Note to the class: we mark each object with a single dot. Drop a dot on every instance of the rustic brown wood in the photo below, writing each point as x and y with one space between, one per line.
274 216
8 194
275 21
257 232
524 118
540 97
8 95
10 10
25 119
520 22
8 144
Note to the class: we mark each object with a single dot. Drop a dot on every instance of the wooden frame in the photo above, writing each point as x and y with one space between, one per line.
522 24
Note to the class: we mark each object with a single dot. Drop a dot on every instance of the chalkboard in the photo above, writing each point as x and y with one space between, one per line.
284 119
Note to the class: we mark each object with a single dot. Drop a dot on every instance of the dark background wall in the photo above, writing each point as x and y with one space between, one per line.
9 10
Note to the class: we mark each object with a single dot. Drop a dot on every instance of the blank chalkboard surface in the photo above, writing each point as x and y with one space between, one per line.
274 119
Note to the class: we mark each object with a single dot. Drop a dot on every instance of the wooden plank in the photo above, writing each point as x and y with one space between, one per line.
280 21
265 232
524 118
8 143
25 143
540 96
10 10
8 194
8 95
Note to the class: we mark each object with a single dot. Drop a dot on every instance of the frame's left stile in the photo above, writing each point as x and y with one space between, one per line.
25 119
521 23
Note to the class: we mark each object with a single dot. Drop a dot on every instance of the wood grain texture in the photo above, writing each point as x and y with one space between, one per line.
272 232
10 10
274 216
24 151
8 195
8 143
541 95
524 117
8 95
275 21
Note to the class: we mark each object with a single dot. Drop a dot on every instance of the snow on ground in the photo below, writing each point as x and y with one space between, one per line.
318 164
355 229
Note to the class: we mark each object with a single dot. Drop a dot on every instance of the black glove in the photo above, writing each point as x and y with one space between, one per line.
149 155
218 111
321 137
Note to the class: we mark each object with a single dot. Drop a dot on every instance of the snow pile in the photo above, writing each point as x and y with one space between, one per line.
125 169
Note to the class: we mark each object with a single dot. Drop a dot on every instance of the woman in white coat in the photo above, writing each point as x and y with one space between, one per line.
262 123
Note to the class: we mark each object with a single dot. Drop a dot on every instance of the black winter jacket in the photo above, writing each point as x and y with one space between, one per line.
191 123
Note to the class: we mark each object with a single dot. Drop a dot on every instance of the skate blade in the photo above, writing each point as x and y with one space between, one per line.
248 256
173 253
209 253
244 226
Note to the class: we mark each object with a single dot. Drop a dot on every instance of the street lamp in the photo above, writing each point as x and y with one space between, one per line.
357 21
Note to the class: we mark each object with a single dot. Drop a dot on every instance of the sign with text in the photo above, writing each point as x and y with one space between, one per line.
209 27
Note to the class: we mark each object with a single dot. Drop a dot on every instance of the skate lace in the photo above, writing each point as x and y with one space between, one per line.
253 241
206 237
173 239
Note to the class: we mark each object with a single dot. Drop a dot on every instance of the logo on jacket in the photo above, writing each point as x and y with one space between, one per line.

****************

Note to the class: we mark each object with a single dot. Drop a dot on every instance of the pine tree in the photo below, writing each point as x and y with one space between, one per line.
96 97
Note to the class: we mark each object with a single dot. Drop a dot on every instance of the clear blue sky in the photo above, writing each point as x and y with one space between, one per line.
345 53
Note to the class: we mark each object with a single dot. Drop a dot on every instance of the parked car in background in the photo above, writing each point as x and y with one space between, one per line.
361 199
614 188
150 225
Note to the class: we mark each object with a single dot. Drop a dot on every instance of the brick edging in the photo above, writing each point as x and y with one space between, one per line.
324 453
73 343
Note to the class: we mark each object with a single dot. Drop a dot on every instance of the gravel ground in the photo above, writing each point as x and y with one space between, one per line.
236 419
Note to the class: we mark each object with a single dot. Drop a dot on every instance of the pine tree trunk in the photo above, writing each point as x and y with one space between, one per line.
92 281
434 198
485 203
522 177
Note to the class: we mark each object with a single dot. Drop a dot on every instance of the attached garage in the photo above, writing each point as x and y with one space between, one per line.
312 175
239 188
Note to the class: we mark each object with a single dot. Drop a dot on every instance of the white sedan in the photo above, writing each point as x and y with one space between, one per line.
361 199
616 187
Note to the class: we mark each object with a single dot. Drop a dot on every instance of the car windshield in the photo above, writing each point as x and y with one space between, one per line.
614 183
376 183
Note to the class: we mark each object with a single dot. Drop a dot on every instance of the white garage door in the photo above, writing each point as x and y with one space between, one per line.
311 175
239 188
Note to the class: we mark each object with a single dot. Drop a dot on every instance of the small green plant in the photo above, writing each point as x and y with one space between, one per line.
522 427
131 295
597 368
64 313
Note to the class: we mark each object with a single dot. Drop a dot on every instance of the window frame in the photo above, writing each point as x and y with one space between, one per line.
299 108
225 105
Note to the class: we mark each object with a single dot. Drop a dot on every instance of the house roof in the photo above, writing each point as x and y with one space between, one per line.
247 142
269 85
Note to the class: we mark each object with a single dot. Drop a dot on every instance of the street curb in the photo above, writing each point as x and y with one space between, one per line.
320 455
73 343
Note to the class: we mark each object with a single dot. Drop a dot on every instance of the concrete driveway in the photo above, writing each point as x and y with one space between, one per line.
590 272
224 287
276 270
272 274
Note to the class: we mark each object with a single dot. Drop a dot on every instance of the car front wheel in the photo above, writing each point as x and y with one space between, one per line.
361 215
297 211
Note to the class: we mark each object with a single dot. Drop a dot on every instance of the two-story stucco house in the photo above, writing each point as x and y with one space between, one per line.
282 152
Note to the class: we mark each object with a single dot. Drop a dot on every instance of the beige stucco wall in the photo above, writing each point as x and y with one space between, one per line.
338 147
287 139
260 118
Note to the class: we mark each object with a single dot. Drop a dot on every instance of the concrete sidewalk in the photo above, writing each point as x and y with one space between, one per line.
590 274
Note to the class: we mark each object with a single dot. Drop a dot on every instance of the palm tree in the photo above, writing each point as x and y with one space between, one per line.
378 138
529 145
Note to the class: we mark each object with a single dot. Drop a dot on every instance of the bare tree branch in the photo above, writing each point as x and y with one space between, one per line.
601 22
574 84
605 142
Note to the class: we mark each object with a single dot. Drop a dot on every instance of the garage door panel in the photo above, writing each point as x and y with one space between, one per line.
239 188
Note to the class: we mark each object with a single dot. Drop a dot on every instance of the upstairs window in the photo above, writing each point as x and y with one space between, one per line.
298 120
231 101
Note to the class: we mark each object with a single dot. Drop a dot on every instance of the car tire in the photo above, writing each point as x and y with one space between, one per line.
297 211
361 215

****************

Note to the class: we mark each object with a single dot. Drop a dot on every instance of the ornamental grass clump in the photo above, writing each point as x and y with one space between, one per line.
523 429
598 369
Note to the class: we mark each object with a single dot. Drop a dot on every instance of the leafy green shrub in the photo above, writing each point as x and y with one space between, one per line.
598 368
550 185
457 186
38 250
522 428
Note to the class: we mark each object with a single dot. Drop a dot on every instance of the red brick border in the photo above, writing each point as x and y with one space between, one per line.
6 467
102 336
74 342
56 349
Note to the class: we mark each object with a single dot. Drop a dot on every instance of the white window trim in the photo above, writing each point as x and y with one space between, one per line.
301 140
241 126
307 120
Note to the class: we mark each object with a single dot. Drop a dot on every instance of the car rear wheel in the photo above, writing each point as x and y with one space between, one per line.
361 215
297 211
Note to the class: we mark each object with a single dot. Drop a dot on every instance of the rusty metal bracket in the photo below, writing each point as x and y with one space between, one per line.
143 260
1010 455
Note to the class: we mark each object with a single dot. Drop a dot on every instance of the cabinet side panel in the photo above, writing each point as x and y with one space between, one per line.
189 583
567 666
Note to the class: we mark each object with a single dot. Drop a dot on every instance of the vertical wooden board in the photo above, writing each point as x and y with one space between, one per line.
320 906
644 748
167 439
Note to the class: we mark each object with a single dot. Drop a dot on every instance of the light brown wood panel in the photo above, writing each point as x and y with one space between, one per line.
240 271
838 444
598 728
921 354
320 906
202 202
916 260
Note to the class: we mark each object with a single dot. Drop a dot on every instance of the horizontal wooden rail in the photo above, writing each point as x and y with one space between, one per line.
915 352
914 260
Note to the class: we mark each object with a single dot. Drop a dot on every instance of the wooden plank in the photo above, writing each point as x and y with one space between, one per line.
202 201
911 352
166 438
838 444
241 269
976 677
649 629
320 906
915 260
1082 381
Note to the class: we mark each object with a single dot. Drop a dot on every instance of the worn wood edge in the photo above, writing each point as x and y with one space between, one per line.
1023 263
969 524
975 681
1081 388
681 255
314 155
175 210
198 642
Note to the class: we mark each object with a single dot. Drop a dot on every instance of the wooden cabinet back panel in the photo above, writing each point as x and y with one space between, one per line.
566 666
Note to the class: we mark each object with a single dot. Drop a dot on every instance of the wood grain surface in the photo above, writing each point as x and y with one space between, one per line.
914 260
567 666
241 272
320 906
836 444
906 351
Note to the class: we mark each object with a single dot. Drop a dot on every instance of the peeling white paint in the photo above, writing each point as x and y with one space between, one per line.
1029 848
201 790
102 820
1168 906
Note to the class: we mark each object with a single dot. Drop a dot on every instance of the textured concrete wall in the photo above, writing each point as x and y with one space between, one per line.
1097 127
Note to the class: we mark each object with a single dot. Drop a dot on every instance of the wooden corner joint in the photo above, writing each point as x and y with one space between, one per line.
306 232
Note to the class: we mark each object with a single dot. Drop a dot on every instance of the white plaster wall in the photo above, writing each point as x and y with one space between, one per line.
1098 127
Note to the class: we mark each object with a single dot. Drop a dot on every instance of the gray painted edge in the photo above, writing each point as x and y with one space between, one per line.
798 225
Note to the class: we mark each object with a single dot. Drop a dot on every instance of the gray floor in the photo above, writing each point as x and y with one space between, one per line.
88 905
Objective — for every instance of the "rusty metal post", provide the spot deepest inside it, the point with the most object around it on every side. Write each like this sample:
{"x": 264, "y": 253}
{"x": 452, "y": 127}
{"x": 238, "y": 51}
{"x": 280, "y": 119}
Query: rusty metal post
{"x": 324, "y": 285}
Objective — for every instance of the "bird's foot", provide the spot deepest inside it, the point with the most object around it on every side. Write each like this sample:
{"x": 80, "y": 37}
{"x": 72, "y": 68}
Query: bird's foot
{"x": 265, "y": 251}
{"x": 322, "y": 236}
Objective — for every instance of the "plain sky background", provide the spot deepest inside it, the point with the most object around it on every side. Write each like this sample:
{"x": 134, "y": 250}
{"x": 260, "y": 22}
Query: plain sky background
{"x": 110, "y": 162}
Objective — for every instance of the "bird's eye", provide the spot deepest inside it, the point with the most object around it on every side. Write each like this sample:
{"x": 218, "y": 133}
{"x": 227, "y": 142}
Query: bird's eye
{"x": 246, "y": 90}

****************

## What you should do:
Tally the lines of the material in which the string "Write" occurs, and present only that tally.

## Output of the task:
4